-- Start ENTRIES --
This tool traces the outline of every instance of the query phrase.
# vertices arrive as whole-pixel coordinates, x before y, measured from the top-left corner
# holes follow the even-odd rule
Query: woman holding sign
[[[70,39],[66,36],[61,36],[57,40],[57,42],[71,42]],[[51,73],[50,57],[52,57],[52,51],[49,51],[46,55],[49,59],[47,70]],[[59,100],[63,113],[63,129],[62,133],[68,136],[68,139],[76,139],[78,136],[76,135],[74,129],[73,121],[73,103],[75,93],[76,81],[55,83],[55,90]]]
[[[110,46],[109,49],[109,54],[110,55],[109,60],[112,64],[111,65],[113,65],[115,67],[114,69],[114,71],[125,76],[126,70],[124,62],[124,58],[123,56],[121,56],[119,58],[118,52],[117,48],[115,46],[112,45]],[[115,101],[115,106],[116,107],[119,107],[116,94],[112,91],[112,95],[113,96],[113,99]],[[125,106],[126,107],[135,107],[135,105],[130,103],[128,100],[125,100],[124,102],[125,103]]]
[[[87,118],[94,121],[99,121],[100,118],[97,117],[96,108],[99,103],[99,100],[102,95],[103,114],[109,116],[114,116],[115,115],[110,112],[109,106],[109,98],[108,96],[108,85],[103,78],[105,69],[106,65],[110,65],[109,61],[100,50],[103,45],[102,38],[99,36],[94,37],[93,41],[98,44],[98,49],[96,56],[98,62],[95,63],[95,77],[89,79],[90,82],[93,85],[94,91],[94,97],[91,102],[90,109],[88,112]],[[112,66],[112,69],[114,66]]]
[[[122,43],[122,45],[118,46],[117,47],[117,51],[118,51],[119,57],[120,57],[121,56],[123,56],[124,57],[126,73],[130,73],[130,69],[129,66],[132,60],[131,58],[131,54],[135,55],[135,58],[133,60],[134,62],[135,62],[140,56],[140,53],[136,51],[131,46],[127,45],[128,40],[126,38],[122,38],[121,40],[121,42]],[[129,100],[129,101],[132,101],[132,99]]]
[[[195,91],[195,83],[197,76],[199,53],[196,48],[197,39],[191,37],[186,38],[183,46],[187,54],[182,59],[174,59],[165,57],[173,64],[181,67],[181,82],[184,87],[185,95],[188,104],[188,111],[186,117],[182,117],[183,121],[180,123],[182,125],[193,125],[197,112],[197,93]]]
-- End ENTRIES --
> _WHAT IS BEING ASKED_
Reproduce the stretch of data from its start through the line containing "Query: woman holding sign", swapping "outline" for "boundary" and leaving everything else as it is.

> _RESPONSE TO THE EXERCISE_
This tool traces the boundary of every instance of the query phrase.
# vertices arrive as whole-pixel coordinates, x before y, measured from the top-left corner
# holes follow the even-odd rule
Query: woman holding sign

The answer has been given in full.